**EXERCICES À FAIRE:**
[A] Résumez en trois phrases courtes la strophe du passage qui commence par « Heureux les pauvres d’esprit ». Gardez ses idées principales.
[B] Recopiez mot pour mot un extrait du passage. Commencez aux mots « S’appuyant sur cet » et arrêtez-vous après « de bon sens. ».

**LE PASSAGE:**

'''

Heureux les pauvres d’esprit !
Dans la Bible on peut le lire.
S’appuyant sur cet on-dit,
Maint imbécille s’admire.
Mais songez-y, bonnes gens,
Comprenez ici le maître :
Pauvre d’esprit on peut être
Sans l’être aussi de bon sens.

Notre Seigneur, bien certainement, ne l’entendait qu’ainsi. Il ne pouvait dire à un peuple intelligent, qu’il voulait instruire ou rendre plus intelligent encore : bouchez-vous les oreilles et restez des ânes si la nature vous a faits tels. La simplicité d’esprit n’est pas l’absence de l’esprit, ni même sa faiblesse, mais bien sa droiture, comme l’on dit celle du cœur. Ensuite, je conviens que tous les esprits ne sont pas de bon aloi, et j’en connais que le maître ne pouvait souhaiter à ses disciples,

Car il est, quoi qu’on en dise,
Certaine sorte d’esprit,
Soit parlé, soit manuscrit,
Dix fois pis que la sottise.

'''

**LISTE DES DONNÉES:**
'''

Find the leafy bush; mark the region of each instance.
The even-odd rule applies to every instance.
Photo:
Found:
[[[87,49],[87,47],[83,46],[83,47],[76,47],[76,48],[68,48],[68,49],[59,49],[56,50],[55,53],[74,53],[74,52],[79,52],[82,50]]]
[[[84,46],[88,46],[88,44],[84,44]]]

'''

**RÉPONSES ATTENDUES:**
[A] La Bible dit : heureux les pauvres d’esprit. Beaucoup d’imbéciles s’appuient sur cette phrase pour s’admirer. Pourtant, on peut être pauvre d’esprit sans manquer de bon sens.

[B]
S’appuyant sur cet on-dit,
Maint imbécille s’admire.
Mais songez-y, bonnes gens,
Comprenez ici le maître :
Pauvre d’esprit on peut être
Sans l’être aussi de bon sens.